▶ [Texte de lecture]
···
Au-delà de cette nouvelle stratégie qu’il définit et que nous allons présenter succinctement, l’intérêt de ce livre réside surtout dans les raisonnements qu’il tient et les affirmations qui les sous-tendent.

 

La double peine que les pauvres subissent

Être pauvre coûte cher parce que, pour un certain nombre de raisons liées à la faiblesse de leurs ressources, les populations pauvres payent pour le même bien ou service un coût par unité consommation plus élevé que les autres consommateurs.
Ainsi non seulement ils subissent un pouvoir d’achat plus faible mais ils payent plus cher pour une grande partie des biens de base. C’est la double peine.

Ce phénomène a été mis en évidence depuis un demi-siècle par un sociologue américain (David Caplovitz). L’Action Tank Entreprise et Pauvreté a demandé au Boston Consulting Group de le vérifier et de préconiser des pistes pour les entreprises. Cela a été fait dans un rapport de 2011 sur lequel Martin Hirsch s’appuie.
···
▶ [Extrait de données]
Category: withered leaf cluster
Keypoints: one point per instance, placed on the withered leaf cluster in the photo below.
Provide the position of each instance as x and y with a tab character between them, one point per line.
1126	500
···
▶ [Consigne] Recopiez en entier, sans rien modifier, le texte sur la double peine des pauvres.

▶ [Réponse attendue]
Au-delà de cette nouvelle stratégie qu’il définit et que nous allons présenter succinctement, l’intérêt de ce livre réside surtout dans les raisonnements qu’il tient et les affirmations qui les sous-tendent.

 

La double peine que les pauvres subissent

Être pauvre coûte cher parce que, pour un certain nombre de raisons liées à la faiblesse de leurs ressources, les populations pauvres payent pour le même bien ou service un coût par unité consommation plus élevé que les autres consommateurs.
Ainsi non seulement ils subissent un pouvoir d’achat plus faible mais ils payent plus cher pour une grande partie des biens de base. C’est la double peine.

Ce phénomène a été mis en évidence depuis un demi-siècle par un sociologue américain (David Caplovitz). L’Action Tank Entreprise et Pauvreté a demandé au Boston Consulting Group de le vérifier et de préconiser des pistes pour les entreprises. Cela a été fait dans un rapport de 2011 sur lequel Martin Hirsch s’appuie.